## BEGIN EXERCISE INPUT
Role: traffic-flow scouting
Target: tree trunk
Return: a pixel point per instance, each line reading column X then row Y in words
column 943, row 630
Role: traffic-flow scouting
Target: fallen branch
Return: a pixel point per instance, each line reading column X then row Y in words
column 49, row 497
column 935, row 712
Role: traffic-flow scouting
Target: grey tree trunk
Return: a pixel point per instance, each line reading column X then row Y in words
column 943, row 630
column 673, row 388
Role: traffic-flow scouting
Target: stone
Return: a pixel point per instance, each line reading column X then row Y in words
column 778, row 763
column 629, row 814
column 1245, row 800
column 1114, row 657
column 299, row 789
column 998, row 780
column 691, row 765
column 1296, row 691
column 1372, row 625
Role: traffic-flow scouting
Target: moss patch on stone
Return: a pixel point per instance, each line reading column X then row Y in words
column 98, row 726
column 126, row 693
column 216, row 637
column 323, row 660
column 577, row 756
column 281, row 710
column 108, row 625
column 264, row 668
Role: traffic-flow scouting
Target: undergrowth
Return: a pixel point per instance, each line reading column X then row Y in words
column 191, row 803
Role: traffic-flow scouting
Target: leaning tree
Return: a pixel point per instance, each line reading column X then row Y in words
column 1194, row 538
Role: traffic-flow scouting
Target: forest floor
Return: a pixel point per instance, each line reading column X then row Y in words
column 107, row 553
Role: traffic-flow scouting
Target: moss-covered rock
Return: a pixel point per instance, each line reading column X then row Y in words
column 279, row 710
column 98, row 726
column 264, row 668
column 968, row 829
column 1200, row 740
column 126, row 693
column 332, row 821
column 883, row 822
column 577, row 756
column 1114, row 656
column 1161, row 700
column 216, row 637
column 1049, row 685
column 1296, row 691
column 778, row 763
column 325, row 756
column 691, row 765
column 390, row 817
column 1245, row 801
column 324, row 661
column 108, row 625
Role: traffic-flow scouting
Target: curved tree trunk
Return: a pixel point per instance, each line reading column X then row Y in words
## END EXERCISE INPUT
Convert the lines above into a numbered list, skipping any blank lines.

1. Role: traffic-flow scouting
2. Target: tree trunk
3. Return: a pixel point per instance, each line reading column X then row Y in words
4. column 943, row 630
5. Role: traffic-flow scouting
6. Target: fallen branch
7. Return: a pixel point per instance, each line reading column X then row Y in words
8. column 49, row 497
9. column 935, row 712
10. Role: traffic-flow scouting
11. Target: grey tree trunk
12. Return: a pixel point per instance, each line reading column X then row Y in words
13. column 943, row 630
14. column 673, row 388
15. Role: traffic-flow scouting
16. Target: stone
17. Return: a pixel point per instance, each line reading column X then row Y in words
18. column 778, row 763
19. column 629, row 814
20. column 1245, row 800
21. column 1114, row 657
22. column 299, row 789
23. column 998, row 780
24. column 691, row 765
25. column 1296, row 691
26. column 1372, row 625
27. Role: traffic-flow scouting
28. Target: moss patch on stone
29. Return: a pixel point per instance, each line reading column X then row Y in words
30. column 98, row 726
31. column 126, row 693
32. column 216, row 637
33. column 323, row 660
34. column 577, row 756
35. column 281, row 710
36. column 108, row 625
37. column 264, row 668
38. Role: traffic-flow scouting
39. Target: undergrowth
40. Return: a pixel point per instance, each line reading column X then row Y in words
41. column 191, row 803
42. Role: traffic-flow scouting
43. Target: leaning tree
44. Return: a pixel point per instance, each line reading column X then row Y in words
45. column 1194, row 538
46. Role: traffic-flow scouting
47. Target: forest floor
48. Return: a pixel point per instance, each line reading column X then row Y in words
49. column 107, row 553
50. Role: traffic-flow scouting
51. Target: moss-covered rock
52. Return: a pixel point per instance, each line reading column X then row Y in words
53. column 279, row 710
54. column 98, row 726
55. column 264, row 668
56. column 968, row 829
57. column 1200, row 740
58. column 126, row 693
59. column 332, row 821
60. column 883, row 822
61. column 577, row 756
62. column 1114, row 656
63. column 1161, row 700
64. column 216, row 637
65. column 1049, row 685
66. column 1296, row 691
67. column 778, row 763
68. column 325, row 756
69. column 691, row 765
70. column 390, row 817
71. column 1245, row 801
72. column 324, row 661
73. column 108, row 625
74. Role: traffic-flow scouting
75. Target: curved tree trunk
76. Return: a pixel point per instance, each line reading column X then row Y in words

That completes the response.